§ **読む文章**:
9月のブログで、このテーマを取り上げた。言葉での説明が難しく、なかなかブログにしづらいとあれ以来苦戦しているのだが、やはりピアノを弾く上で基本になる大切な内容なので、言葉にしてみたい。
ピアノという楽器は、どうやって音が鳴る?
何をいまさら、という文章だけど、一度考え直してみてほしい。楽器を知らずに演奏はできないからだ。ピアノは誰にでも音が出せるので、どうすれば音が鳴るかなど、考えないまま今まで弾いて来ている人は山のようにいると思う。
―ピアノという楽器は、鍵盤を下せば音が鳴る。
と思いますか?
では、鍵盤を人差し指で、できる限りゆっくりと降ろしてみよう。・・・鳴らないでしょう?
―じゃあ、指先に重さをかけて弾く?
ほんとう?
さっきと同じ人差し指で、今度はすっごく重さをのせながら、できるかぎりそぉっと鍵盤を下してみよう。指先にはぐいぐい押してるけど、これも鳴らない。
何が違うんだろう。鍵盤と指にとらわれてしまわず、ちょっと目線を上げてみよう。グランドピアノという楽器は、目の前に長いのがわかる。ピアノを弾くというと、つい鍵盤と楽譜とのにらめっこになってしまうのだけど、ちょっと譜面台の向こうにあるピアノの中に目を向けてみよう。もう一度指で鍵盤を下しながらピアノの中をのぞいてみるとどうだろう。ハンマーが下から上がってきて、弦をポンと叩いて、また下に戻る。でも、ゆーーーっくり下ろしすぎると、弦を叩き損ねて、たたかないまま下に少し降りるのがわかる。
実は鍵盤って、すごく長い。指で弾いているところから、今見たハンマーのところまで長い棒のようなものだ。長い木の棒の手前を私たちは指でおろして、そのおかげで木の棒の向こう側の先っぽについているハンマーが上がる。
そう、つまり、
てこの原理。
てこって、手前を押すほど向こうが楽にあがる。奥の方を押そうと思うと上がりにくい。
原則1)特別な例外を除いて、できるかぎり鍵盤の奥の方を弾くことを避ける。手前の方がコントロールがしやすい為。

では、さきほど重さをかけても音にならなかったのはなぜ?
それは、エスケープという機能が関係してくる。難しい話になりたくないので、少しだけにしぼって説明すると、鍵盤をゆっくり下ろしすぎると、ハンマーが弦を叩き損ねて少しだけ下りるということは実際やってみるとわかるだろう。それは、弦を叩く直前にエスケープという機能が付いていて、それがあることで、ハンマーが弦にあたったままにならないで、下りてくるようにしてあるから。なぜそうしてあるかというと、ハンマーが弦に当たったままになったところを想像すれば分かると思う。ハンマーは綿みたいに柔らかいものでできていて、それで弦を押さえつけると、音が伸びなくなってしまう。シンバルをたたくときに、たたいた後二つのシンバルを合わせたままにしているようなものだから。

[データセットの記録]
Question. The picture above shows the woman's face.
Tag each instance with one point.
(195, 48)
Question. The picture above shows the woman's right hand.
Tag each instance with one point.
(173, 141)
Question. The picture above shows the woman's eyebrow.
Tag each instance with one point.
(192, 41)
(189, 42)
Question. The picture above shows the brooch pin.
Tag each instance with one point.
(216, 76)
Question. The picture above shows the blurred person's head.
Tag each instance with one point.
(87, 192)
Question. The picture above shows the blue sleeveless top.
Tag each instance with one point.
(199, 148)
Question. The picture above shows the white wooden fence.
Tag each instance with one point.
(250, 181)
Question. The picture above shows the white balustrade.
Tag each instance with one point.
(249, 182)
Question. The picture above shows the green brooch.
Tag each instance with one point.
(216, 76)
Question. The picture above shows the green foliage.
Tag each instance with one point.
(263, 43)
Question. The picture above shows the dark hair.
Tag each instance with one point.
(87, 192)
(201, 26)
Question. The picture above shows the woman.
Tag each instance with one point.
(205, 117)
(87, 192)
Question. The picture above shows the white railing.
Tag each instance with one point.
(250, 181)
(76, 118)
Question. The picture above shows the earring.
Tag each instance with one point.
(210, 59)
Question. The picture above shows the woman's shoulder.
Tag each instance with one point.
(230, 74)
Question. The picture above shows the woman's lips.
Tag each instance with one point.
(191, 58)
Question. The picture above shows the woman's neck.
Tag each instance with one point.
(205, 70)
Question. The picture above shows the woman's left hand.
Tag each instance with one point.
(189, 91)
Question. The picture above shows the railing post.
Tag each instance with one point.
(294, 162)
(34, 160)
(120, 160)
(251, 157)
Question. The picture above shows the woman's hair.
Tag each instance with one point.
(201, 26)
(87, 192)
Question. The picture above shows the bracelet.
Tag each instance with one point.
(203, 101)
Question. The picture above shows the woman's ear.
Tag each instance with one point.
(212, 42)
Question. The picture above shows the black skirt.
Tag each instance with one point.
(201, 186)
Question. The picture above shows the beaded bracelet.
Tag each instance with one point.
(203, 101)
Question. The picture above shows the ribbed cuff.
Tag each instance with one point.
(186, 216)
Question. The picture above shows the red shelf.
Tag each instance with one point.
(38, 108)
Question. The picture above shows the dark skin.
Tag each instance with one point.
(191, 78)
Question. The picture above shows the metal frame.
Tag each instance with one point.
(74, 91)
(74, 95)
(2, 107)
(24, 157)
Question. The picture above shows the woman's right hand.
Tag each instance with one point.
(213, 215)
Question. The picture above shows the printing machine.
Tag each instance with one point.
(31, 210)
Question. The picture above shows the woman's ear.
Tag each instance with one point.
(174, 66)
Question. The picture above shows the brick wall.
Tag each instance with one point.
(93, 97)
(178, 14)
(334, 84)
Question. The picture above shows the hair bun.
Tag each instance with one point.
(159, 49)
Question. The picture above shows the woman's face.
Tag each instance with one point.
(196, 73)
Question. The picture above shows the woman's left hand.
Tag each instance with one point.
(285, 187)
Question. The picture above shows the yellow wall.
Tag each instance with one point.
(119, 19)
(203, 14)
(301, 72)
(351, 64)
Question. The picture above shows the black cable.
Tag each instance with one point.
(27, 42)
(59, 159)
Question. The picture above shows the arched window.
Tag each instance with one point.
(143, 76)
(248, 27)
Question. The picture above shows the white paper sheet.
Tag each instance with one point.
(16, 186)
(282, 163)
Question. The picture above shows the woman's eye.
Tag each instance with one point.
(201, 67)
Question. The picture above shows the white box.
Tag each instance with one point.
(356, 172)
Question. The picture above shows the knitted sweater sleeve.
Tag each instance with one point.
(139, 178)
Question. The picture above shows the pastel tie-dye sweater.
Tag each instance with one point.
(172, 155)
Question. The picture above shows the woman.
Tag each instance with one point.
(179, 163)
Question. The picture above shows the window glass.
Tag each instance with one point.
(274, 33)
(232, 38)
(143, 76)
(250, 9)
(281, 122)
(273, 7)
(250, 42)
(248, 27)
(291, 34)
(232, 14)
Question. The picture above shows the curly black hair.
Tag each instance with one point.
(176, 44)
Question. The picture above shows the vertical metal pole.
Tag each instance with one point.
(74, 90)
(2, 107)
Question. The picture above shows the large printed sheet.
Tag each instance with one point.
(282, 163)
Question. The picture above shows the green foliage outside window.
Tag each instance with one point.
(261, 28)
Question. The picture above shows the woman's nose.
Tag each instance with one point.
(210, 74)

§ **小課題 A**: ピアノの音についての文章を「では、さきほど重さをかけても音にならなかったのはなぜ?」から「にしているようなものだから。」まで、両端を含めて書き写し、その際「シンバル」を「鍋のふた」に置き換えなさい。
§ **小課題 B**:
次の(i)〜(iii)がピアノの音についての文章の内容と合っているかを、それぞれ「はい」か「いいえ」で答えなさい。判断の決め手となる箇所も文章からそのまま引用すること。
(i) 鍵盤を人差し指でできる限りゆっくり下ろすと、音が鳴る。
(ii) 原則1では、特別な例外を除いて、鍵盤の奥の方を弾くことをできるかぎり避けるとしている。
(iii) ハンマーは硬い素材でできている。
§ **小課題 C**: ピアノの音についての文章を、最後の文の後から続けて書きなさい。

§ **想定解答 A**:
では、さきほど重さをかけても音にならなかったのはなぜ?
それは、エスケープという機能が関係してくる。難しい話になりたくないので、少しだけにしぼって説明すると、鍵盤をゆっくり下ろしすぎると、ハンマーが弦を叩き損ねて少しだけ下りるということは実際やってみるとわかるだろう。それは、弦を叩く直前にエスケープという機能が付いていて、それがあることで、ハンマーが弦にあたったままにならないで、下りてくるようにしてあるから。なぜそうしてあるかというと、ハンマーが弦に当たったままになったところを想像すれば分かると思う。ハンマーは綿みたいに柔らかいものでできていて、それで弦を押さえつけると、音が伸びなくなってしまう。鍋のふたをたたくときに、たたいた後二つの鍋のふたを合わせたままにしているようなものだから。

§ **想定解答 B**:
(i) いいえ。「鍵盤を人差し指で、できる限りゆっくりと降ろしてみよう。・・・鳴らないでしょう?」
(ii) はい。「特別な例外を除いて、できるかぎり鍵盤の奥の方を弾くことを避ける。」
(iii) いいえ。「ハンマーは綿みたいに柔らかいものでできていて」

§ **想定解答 C**:
ピアノがこういう仕組みになっていることを考えると、いくら重さ”だけ”をかけても、それに最低限ある程度のスピードを加えない限り、そのエスケープのせいでハンマーが弦をたたく前に降りてきてしまうのはわかるだろう。
原則2)ピアノという楽器で音を出すには、打鍵をする“スピード”が一つのカギとなる。
重さをぐいぐい掛けるのではなくて、スピード。
では、重さは使わないの?
もちろん使います。それについて説明してみよう。
ピアノでは、もちろん様々な音の色が必要になる。音の色を変える方法は、和音のバランスとか、音を出すタイミングとか、ハーモニーとかペダルとか・・本当にいろいろあるのだけれど、今見たように音を鳴らすには打鍵のスピードが一つのカギになるという根本から考えると、極端にいえば送り込むスピードを変えることでも音の色を変えることができるわけだ。
逆に、同じスピードを送り込んだとしても、軽いものにスピードを足して送るのと、ある程度重さのあるものに、速度を足すのだと、到着する勢いに違いが出るのは、想像できるだろう。
たとえば、ある大きさの、紙でできた箱と、それと同じ大きさのレンガの石があるとする。それを同じ様に勢いをつけて地面に落としたとすると、落ちた時の勢いが違うのはすぐ想像できると思う。
つまり、もともとの重さ×それに足す速度(エネルギー)で到着点の勢いがかわるので、重さと速度を組み合わせによって、様々な勢いを作ることができるというわけ。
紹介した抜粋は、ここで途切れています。